--- TEXT EXTRACT ---

= Marketing information system =

Management information system supporting decision making

A marketing information system (MkIS) is a management information system (MIS) designed to support marketing decision making. Jobber (2007) defines it as a "system in which marketing data is formally gathered, stored, analysed and distributed to managers in accordance with their informational needs on a regular basis." In addition, the online business dictionary defines Marketing Information System (MkIS) as "a system that analyzes and assesses marketing information, gathered continuously from sources inside and outside an organization or a store." Furthermore, "an overall Marketing Information System can be defined as a set structure of procedures and methods for the regular, planned collection, analysis and presentation of information for use in making marketing decisions." (Kotler, et al., 2006)

MkIS plays an increasingly important role in marketing decisions, particularly in positioning and launching products in new markets.

== Overview ==
Reid and Bojanic(2010) claimed that, " The term market research informs relatively narrowly than Marketing Information System(MkIS) which is altered from the term management information systemization. Market research indicates that information is collected for a specific reason or project; the major objective is a one-time use. "

"A marketing information system, which continuously collects the initial, routine and systematic data, is not only used for one particular topic but is designed for monitoring the degree of marketing success to ensure the achievable of the operation as well."

== Importance ==
As the concepts are clear MkIS aid in the most establishments for taking early and post decisions, analysing the performance of the target and achievements based on availability of required structured data etc. Developing an MkIS system is becoming extremely important as the strength of economies rely on services and to better understand the specific needs of customers. Kotler, et al. (2006) defined it more broadly as "people, equipment, and procedures to gather, sort, analyze, evaluate, and distribute needed, timely, and accurate information to marketing decision makers."

Insofar as an economy focuses on services, marketing is important to "monitor the marketing environment for changes in buyer behavior competition, technology, economic conditions, and government policies." In this sense, the role of marketing is becoming pivotal for an organization to "adapt to changes in the market environment." (Harmon, 2003)

As an economy relies on the acquisition of knowledge, MkIS systems are necessary to be able to define and differentiate the value proposition that one organization provides with respect to another, as well as to define their competitive advantage. (Harmon, 2003)

---

DIRECTION 1:
Can you return, word for word, the passage of the article on marketing information systems from "A marketing information system (MkIS)" to "et al., 2006)"?
The article on marketing information systems and the rows after it are unrelated material.

--- MATERIAL SHOWN ---

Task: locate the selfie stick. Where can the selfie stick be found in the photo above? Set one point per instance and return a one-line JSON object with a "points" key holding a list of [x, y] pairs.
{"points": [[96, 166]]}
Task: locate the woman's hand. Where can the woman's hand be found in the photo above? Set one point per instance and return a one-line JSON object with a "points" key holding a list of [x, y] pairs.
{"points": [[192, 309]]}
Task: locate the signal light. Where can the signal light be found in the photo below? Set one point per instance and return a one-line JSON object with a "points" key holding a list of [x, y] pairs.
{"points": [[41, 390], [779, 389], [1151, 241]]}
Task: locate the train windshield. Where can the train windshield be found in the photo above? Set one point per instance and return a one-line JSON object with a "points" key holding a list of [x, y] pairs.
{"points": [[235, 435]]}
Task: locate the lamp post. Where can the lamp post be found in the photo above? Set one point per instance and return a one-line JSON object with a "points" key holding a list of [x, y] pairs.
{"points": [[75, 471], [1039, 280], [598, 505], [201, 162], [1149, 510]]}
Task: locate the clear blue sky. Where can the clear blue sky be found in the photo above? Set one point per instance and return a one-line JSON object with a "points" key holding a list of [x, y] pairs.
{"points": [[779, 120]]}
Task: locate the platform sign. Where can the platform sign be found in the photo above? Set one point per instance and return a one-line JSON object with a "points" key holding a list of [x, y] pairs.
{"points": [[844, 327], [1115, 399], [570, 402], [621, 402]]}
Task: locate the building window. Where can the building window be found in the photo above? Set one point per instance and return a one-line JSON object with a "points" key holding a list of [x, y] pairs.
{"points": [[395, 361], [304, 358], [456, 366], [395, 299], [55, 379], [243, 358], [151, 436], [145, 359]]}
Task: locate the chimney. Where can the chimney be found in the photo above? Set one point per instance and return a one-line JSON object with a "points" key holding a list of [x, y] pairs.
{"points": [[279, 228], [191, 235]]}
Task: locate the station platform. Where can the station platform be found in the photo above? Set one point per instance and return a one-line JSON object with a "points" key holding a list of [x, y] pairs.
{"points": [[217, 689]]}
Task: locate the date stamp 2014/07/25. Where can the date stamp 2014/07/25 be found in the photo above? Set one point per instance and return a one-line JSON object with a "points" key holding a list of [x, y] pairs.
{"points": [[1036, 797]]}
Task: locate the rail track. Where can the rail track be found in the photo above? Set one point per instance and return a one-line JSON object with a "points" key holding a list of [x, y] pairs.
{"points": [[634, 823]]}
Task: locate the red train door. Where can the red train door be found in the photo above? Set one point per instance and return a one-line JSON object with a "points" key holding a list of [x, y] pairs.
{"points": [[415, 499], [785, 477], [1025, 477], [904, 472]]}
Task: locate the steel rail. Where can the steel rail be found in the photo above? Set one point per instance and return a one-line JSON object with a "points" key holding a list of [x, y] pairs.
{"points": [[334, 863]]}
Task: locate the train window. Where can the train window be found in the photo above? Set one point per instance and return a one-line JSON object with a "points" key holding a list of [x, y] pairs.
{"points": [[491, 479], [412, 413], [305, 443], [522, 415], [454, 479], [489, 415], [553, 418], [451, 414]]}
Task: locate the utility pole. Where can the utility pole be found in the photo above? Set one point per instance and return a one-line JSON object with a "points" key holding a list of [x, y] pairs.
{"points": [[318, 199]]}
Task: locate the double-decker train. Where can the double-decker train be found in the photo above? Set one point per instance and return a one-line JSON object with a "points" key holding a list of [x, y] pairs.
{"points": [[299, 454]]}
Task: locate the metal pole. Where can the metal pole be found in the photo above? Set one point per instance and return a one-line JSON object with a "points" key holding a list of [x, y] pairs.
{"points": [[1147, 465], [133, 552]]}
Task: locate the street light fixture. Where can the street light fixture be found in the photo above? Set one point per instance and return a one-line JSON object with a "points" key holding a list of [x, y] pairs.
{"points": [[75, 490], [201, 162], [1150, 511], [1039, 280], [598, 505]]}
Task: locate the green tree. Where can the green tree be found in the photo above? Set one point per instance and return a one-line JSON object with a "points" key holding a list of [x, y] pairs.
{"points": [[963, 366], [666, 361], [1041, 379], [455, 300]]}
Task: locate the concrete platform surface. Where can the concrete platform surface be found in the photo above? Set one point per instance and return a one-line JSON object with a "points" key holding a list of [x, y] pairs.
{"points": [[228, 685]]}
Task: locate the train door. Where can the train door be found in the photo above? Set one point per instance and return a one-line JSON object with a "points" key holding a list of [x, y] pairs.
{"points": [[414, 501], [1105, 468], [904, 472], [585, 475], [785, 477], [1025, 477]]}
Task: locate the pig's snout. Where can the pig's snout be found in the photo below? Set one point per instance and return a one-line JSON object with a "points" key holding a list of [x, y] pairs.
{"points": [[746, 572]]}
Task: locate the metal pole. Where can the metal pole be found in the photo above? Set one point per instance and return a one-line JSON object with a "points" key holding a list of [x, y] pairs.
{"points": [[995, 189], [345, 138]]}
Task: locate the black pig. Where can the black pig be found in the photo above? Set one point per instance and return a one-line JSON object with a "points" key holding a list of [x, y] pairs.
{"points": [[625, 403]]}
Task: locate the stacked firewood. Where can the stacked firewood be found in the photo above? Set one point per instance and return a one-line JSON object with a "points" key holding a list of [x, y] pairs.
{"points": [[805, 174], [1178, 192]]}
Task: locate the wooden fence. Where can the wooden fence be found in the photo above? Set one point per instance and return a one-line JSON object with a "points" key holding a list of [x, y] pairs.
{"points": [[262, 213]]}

---

DIRECTION 2:
Can you list every row that contains the word "hand", treating uppercase and lowercase as different?

WORKED ANSWER 1:
A marketing information system (MkIS) is a management information system (MIS) designed to support marketing decision making. Jobber (2007) defines it as a "system in which marketing data is formally gathered, stored, analysed and distributed to managers in accordance with their informational needs on a regular basis." In addition, the online business dictionary defines Marketing Information System (MkIS) as "a system that analyzes and assesses marketing information, gathered continuously from sources inside and outside an organization or a store." Furthermore, "an overall Marketing Information System can be defined as a set structure of procedures and methods for the regular, planned collection, analysis and presentation of information for use in making marketing decisions." (Kotler, et al., 2006)

WORKED ANSWER 2:
Task: locate the woman's hand. Where can the woman's hand be found in the photo above? Set one point per instance and return a one-line JSON object with a "points" key holding a list of [x, y] pairs.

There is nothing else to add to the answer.